## BEGIN Selection

Think of Contains Email as a basic hygiene check for contact data.

Any time your system stores customer or user information, email addresses are often the primary identifier—used for communication, login, billing, and notifications. This check ensures that the field you expect to contain an email address actually does.

Add Contains Email Check

Use the Contains Email check to validate that a specific field includes an email address in the expected format and to detect records where email data is missing, broken, or malformed.

What Does Contains Email Do?

Contains Email helps you catch issues like:

  • Missing @ or domain name
  • Truncated or partially stored email values
  • Corrupted email data during ingestion or transformation
  • Non-email text accidentally stored in an email field

In simple terms: It makes sure your email fields actually contain emails.

How Does Contains Email Work?

Step 1: Choose the Field

You select one field that is expected to contain an email address (for example: email, contact_details, or a JSON column containing email data).

Step 2: The Validation Happens

Qualytics scans each record and checks whether the field value matches a valid email pattern.

Step 3: Get Your Results

  • Pass – The field contains a valid email address
  • Anomaly Found – The value does not contain a valid email

Why Should You Use Contains Email?

1. Prevent Broken Communication

If emails are malformed, automated emails fail silently—customers never receive confirmations, alerts, or updates.

## END Selection
## BEGIN Stored data

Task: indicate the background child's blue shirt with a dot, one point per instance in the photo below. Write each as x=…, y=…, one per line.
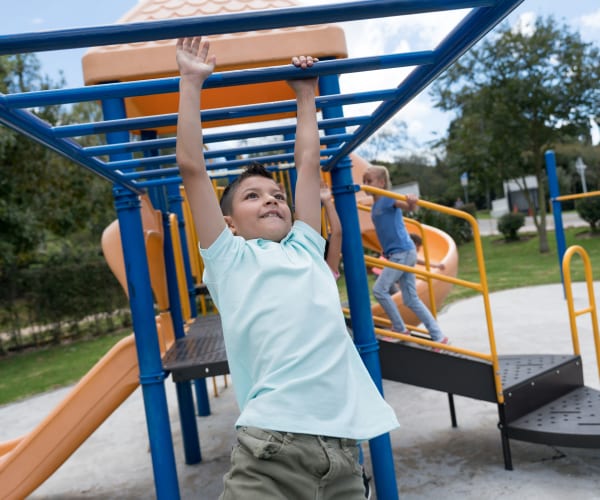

## END Stored data

• Tasks to complete:
• A. Answer these questions about the Contains Email text:
(i) What result does the check report when a value does not contain a valid email?
(ii) What does Qualytics check each record's field value against?
(iii) What happens to automated emails when email addresses are malformed?
• B. Pull out the stretch of the Contains Email text from "Step 2: The" through "Use Contains Email?", copied word for word.

• Answers by task:
• A.
(i) Anomaly Found
(ii) Whether it matches a valid email pattern
(iii) They fail silently.

• B.
Step 2: The Validation Happens

Qualytics scans each record and checks whether the field value matches a valid email pattern.

Step 3: Get Your Results

  • Pass – The field contains a valid email address
  • Anomaly Found – The value does not contain a valid email

Why Should You Use Contains Email?